* What the task requires
Please quote the material below word for word, starting with its first line and going on through the line that contains "316;0;375;22", with that line included. Leave the pictures out of your answer.

* Data shown
• • •
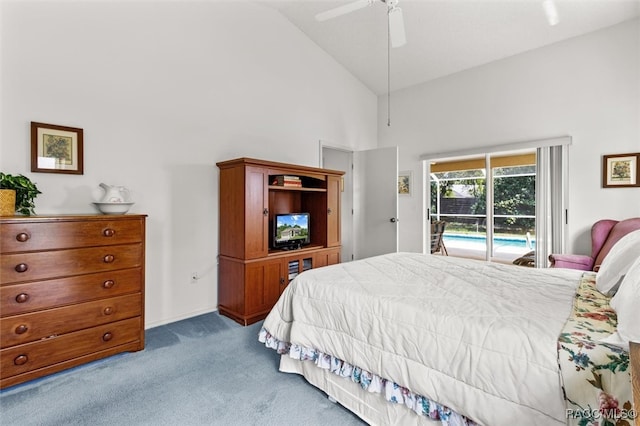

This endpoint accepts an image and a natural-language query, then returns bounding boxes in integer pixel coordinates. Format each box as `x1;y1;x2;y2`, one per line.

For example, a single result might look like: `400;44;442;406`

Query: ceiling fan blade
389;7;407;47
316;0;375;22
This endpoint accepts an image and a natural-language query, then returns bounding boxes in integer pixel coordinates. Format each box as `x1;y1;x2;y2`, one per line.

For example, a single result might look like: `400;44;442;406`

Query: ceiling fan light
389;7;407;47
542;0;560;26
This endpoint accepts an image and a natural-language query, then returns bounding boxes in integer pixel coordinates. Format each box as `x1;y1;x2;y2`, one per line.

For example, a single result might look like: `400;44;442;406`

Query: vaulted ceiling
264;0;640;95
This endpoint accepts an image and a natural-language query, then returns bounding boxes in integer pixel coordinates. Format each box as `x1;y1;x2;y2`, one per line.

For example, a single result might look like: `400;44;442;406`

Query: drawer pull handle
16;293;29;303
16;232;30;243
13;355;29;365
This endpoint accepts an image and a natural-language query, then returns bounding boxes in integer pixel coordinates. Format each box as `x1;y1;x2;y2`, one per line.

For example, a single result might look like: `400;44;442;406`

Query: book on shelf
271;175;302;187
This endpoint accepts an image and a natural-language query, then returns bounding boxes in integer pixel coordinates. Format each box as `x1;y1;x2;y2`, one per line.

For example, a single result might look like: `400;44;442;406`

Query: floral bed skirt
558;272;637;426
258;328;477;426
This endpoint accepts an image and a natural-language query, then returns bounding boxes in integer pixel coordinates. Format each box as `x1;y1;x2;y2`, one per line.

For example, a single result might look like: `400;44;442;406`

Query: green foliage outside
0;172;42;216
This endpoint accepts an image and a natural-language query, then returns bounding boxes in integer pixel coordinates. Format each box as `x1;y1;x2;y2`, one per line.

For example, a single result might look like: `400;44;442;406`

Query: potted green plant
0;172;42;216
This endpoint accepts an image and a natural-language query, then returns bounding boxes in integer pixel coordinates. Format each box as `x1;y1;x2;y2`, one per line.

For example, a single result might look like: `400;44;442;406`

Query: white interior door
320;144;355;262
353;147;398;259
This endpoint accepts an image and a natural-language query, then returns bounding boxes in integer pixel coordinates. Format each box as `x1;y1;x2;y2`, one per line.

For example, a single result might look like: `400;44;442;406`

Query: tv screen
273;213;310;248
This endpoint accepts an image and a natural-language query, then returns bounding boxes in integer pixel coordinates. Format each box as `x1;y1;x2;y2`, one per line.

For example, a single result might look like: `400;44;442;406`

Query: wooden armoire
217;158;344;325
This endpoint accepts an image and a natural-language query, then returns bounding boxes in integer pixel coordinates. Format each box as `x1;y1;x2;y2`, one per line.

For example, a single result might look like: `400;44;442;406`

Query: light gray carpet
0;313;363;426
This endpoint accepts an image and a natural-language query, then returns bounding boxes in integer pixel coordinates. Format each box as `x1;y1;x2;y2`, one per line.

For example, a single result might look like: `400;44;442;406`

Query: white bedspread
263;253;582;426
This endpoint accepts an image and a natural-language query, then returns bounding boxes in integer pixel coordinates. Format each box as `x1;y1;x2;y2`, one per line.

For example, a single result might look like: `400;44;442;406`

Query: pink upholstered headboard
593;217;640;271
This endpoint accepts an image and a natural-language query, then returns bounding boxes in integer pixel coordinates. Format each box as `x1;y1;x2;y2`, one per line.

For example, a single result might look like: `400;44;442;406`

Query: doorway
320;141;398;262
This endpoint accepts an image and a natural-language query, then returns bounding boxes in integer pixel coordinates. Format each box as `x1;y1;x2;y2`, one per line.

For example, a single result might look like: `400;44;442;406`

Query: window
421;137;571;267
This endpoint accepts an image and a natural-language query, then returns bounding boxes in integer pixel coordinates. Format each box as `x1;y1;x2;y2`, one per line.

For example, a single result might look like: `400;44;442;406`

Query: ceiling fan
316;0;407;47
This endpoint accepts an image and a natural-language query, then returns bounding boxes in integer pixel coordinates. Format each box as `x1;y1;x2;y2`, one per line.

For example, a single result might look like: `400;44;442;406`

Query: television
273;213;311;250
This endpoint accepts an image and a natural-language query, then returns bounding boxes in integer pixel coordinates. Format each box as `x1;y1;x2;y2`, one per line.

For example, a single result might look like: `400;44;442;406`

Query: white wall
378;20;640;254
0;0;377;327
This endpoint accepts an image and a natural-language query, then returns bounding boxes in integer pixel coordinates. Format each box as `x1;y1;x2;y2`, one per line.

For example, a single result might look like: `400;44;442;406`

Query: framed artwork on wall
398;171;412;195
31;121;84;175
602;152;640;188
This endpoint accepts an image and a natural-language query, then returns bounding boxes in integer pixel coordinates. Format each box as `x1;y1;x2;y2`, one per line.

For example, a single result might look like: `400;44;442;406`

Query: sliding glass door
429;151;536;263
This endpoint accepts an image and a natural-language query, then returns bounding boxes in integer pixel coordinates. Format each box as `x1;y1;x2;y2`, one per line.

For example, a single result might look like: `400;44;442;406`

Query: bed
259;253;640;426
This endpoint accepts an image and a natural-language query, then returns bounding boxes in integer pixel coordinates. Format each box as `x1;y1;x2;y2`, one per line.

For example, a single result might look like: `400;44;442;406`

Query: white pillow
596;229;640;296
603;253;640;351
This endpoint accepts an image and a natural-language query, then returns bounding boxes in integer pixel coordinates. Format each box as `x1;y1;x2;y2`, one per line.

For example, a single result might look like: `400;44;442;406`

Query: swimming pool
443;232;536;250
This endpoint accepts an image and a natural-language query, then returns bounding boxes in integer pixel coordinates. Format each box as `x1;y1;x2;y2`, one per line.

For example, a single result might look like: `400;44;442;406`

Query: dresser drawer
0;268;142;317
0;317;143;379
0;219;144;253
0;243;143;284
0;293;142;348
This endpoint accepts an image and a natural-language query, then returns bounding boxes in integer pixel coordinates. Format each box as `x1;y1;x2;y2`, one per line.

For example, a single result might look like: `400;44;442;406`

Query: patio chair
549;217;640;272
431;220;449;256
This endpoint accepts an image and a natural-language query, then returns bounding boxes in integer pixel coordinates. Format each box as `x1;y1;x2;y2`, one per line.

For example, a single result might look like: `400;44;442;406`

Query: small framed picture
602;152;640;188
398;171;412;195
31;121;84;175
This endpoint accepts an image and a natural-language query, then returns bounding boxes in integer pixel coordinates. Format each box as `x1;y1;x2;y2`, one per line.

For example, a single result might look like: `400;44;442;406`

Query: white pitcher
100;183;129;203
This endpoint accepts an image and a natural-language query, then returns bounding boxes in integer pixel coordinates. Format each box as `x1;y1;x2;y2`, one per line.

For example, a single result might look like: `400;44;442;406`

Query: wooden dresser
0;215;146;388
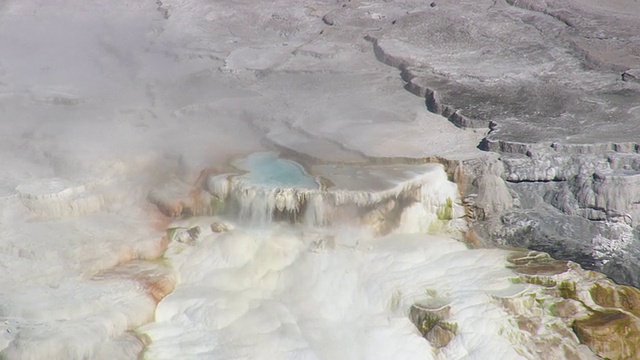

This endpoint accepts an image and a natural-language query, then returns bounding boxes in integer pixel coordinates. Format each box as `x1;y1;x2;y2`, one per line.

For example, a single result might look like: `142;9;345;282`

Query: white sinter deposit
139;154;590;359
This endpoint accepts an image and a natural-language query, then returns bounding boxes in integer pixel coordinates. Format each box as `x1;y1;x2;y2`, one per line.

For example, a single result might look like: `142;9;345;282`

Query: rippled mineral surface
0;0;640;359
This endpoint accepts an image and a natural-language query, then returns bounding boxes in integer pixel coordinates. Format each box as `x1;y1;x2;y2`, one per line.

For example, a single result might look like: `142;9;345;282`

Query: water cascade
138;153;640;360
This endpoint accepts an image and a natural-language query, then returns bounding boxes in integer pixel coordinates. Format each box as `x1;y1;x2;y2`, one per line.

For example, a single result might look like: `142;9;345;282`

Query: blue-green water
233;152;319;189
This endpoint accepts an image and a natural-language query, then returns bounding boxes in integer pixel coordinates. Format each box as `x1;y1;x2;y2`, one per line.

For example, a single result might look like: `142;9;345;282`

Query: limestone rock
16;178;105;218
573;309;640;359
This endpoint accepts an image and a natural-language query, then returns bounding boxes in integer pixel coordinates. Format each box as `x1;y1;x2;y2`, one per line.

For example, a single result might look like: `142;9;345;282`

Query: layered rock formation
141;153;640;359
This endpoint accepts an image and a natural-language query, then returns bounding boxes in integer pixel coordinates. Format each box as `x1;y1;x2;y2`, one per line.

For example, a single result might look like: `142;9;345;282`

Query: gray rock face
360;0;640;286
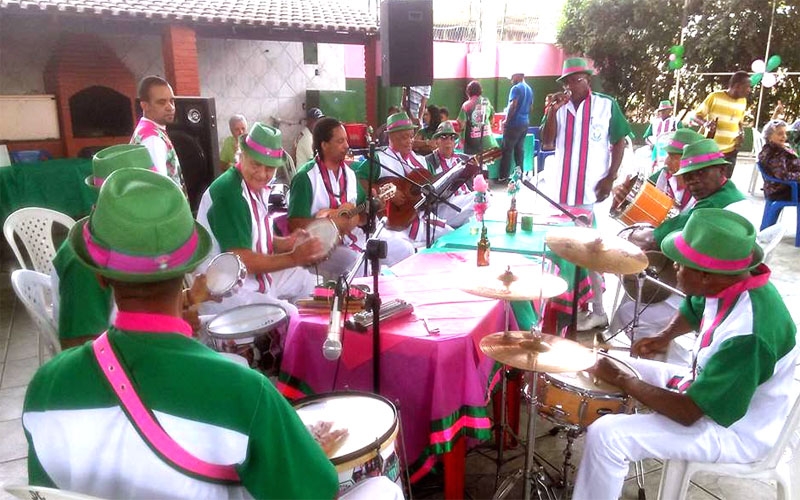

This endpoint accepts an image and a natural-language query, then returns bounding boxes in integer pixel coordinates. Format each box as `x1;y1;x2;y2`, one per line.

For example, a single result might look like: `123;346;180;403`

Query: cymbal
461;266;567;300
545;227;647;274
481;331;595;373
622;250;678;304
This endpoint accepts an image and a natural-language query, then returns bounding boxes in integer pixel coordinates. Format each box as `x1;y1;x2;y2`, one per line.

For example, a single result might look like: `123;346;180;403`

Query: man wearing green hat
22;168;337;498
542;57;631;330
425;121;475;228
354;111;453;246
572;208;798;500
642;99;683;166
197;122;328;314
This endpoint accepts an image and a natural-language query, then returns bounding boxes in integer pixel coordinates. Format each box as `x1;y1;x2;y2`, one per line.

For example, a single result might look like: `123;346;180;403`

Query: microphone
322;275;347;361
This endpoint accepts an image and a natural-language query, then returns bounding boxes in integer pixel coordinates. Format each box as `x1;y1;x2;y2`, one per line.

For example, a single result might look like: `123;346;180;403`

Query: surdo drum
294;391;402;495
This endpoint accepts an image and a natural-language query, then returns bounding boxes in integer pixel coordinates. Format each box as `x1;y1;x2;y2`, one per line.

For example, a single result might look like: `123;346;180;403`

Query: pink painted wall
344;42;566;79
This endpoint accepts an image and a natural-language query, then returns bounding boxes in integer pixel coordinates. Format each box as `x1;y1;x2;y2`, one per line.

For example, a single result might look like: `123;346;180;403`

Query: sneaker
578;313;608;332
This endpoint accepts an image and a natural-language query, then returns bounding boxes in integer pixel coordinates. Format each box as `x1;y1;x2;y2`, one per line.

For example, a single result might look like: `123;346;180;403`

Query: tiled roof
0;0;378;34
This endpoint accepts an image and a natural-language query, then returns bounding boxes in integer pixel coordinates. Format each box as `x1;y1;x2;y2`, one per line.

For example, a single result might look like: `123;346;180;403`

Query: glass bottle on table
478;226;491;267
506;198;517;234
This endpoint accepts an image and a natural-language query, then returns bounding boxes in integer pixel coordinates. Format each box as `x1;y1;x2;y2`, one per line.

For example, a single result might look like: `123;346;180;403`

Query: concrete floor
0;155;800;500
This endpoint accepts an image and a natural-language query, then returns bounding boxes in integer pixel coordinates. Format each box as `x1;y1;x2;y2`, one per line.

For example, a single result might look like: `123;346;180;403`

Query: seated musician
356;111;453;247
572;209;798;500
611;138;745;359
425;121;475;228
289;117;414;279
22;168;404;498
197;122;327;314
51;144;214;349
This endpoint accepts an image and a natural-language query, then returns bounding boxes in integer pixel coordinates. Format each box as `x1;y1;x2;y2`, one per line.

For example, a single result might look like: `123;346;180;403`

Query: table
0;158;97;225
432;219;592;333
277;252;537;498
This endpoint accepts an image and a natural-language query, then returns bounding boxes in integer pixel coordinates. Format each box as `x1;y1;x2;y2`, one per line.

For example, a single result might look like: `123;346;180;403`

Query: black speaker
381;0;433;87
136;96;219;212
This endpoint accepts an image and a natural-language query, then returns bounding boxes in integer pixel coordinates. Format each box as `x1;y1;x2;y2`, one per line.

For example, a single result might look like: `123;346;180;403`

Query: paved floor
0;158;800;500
• • •
* Correct output
This endpoint accepts an image and a natural-language query, then returns bounding boxes in integer pixel coordinates. Format each box as `x1;y1;x2;y2`, one per line.

For example, a single result might look like: `400;44;442;406`

Query: ceiling fan blade
389;7;407;47
316;0;375;22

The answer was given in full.